▶ Source excerpt:
Note the standard deviation and the range in relation to the mean and median. A standard deviation or range that’s too high with respect to the measures of centrality (mean and median) may point to a possible problem, with extremely unusual values affecting the calculation or an unexpected distribution of values around the mean.

Working with percentiles

Because the median is the value in the central position of your distribution of values, you may need to consider other notable positions. Apart from the minimum and maximum, the position at 25 percent of your values (the lower quartile) and the position at 75 percent (the upper quartile) are useful for determining the data distribution, and they are the basis of an illustrative graph called a boxplot, which is one of the topics discuss in this chapter.

print(iris_dataframe.quantile([0,.25,.50,.75,1]))

In Figure 13-1, you can see the output as a matrix — a comparison that uses quartiles for rows and the different dataset variables as columns. So, the 25-percent quartile for sepal length (cm) is 5.1, which means that 25 percent of the dataset values for this measure are less than 5.1.

The difference between the upper and lower percentile constitutes the interquartile range (IQR) which is a measure of the scale of variables that are of highest interest. You don’t need to calculate it, but you will find it in the boxplot because it helps to determinate the plausible limits of your distribution. What lies between the lower quartile and the minimum, and the upper quartile and the maximum, are exceptionally rare values that can negatively affect the results of your analysis. Such rare cases are outliers — and they’re the topic of Chapter 16.

Defining measures of normality

The last indicative measures of how the numeric variables used for these examples are structured are skewness and kurtosis:

• Skewness defines the asymmetry of data with respect to the mean. If the skew is negative, the left tail is too long and the mass of the observations are on the right side of the distribution. If it is positive, it is exactly the opposite.

Lines of data

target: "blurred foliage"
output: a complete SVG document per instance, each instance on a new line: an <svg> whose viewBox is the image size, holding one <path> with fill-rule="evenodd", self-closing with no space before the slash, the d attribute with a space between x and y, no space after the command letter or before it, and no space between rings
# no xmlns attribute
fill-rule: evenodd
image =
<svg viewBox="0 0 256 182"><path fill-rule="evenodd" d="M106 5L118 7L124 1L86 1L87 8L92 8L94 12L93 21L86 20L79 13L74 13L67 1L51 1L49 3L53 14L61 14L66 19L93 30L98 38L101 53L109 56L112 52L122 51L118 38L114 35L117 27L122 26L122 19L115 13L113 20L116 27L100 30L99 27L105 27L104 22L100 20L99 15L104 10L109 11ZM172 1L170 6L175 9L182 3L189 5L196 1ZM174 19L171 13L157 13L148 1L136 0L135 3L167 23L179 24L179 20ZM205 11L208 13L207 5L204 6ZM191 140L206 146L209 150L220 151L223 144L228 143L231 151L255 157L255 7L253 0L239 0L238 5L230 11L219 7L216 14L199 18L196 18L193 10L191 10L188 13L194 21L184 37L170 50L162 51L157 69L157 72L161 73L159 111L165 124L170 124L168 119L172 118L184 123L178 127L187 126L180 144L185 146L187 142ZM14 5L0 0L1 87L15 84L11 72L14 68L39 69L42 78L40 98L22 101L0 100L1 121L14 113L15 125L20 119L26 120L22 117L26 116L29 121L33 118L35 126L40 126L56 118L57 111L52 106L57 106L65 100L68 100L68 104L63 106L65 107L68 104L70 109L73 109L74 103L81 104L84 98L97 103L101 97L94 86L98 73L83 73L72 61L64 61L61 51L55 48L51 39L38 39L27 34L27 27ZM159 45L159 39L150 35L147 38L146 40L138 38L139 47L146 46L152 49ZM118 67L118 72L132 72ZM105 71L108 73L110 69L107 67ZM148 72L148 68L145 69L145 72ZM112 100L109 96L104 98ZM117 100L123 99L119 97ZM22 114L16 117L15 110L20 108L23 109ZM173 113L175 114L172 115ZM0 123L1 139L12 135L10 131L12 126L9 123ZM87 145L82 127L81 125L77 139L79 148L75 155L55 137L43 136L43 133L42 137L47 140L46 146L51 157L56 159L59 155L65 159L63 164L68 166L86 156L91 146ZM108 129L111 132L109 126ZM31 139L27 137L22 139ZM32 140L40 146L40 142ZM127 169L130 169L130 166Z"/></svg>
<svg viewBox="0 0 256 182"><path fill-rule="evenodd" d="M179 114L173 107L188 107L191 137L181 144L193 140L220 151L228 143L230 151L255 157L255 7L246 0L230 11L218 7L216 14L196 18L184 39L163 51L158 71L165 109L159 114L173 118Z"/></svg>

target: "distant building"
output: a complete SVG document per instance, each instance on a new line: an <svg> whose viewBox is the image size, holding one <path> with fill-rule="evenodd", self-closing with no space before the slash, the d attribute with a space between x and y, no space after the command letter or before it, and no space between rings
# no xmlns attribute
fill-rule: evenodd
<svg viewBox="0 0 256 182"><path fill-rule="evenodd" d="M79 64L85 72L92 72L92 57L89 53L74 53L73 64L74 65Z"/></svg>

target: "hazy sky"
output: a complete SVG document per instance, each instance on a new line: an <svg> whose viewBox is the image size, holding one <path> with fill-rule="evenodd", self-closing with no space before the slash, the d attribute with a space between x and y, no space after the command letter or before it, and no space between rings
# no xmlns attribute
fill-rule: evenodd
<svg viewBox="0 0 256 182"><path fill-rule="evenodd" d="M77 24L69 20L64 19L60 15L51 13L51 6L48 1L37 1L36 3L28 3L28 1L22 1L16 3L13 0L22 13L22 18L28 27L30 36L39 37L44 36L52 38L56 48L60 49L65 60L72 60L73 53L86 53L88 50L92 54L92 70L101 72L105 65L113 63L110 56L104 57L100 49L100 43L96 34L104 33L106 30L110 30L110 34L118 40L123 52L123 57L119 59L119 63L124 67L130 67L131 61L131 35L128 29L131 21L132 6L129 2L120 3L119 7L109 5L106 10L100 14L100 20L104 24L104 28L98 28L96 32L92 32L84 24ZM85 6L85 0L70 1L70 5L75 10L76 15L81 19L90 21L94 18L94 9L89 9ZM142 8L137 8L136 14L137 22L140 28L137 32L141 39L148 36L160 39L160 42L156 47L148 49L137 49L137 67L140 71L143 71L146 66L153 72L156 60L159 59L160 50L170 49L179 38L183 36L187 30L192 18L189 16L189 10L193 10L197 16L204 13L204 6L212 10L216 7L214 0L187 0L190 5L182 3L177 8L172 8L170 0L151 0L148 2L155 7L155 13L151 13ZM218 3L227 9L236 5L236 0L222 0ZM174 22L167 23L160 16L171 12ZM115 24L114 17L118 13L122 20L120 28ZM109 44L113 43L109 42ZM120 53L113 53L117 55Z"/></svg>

▶ Requests:
A – Answer these questions about the descriptive statistics excerpt, one per line, marked as shown:
(i) What value does the excerpt give for the 25-percent quartile of sepal length (cm)?
(ii) What name is given to the difference between the upper and lower percentile?
(iii) When the skew is negative, which tail is too long?
B – Please extend the descriptive statistics excerpt, starting right after its final sentence.

▶ Results in order:
A –
(i) 5.1
(ii) The interquartile range (IQR)
(iii) The left tail

B –
• Kurtosis shows whether the data distribution, especially the peak and the tails, are of the right shape. If the kurtosis is above zero, the distribution has a marked peak. If it is below zero, the distribution is too flat instead.

Although reading the numbers can help you determine the shape of the data, taking notice of such measures presents a formal test to select the variables that may need some adjustment or transformation in order to become more similar to the Gaussian distribution. Remember that you also visualize the data later, so this is a first step in a longer process.

The normal, or Gaussian, distribution is the most useful distribution in statistics thanks to its frequent recurrence and particular mathematical properties. It’s essentially the foundation of many statistical tests and models, with some of them, such as the linear regression, widely used in data science. In a Gaussian distribution, mean and median have the same values, the values are symmetrically distributed around the mean (it has the shape of a bell), and its standard deviation points out the distance from the mean where the distribution curve changes from being concave to convex (it is called the inflection point). All these characteristics make the Gaussian distribution a special distribution, and they can be leveraged for statistical computations.

You seldom encounter a Gaussian distribution in your data. Even if the Gaussian distribution is important for its statistical properties, in reality you’ll have to handle completely different distributions, hence the need for EDA and measures such as skewness and kurtosis.

As an example, a previous illustration in this chapter shows that the petal length feature presents differences between the mean and the median (see “Measuring variance and range,” earlier in this chapter). In this section, you test the same example for skewness and kurtosis in order to determine whether the variable requires intervention.

When performing the skewness and kurtosis tests, you determine whether the p-value is less than or equal 0.05. If so, you have to reject normality (your variable distributed as a Gaussian distribution), which implies that you could obtain better results if you try to transform the variable into a normal one. The following code shows how to perform the required test:

from scipy.stats import skew, skewtest

variable = iris_dataframe['petal length (cm)']

s = skew(variable)

zscore, pvalue = skewtest(variable)

print('Skewness %0.3f z-score %0.3f p-value %0.3f'

% (s, zscore, pvalue))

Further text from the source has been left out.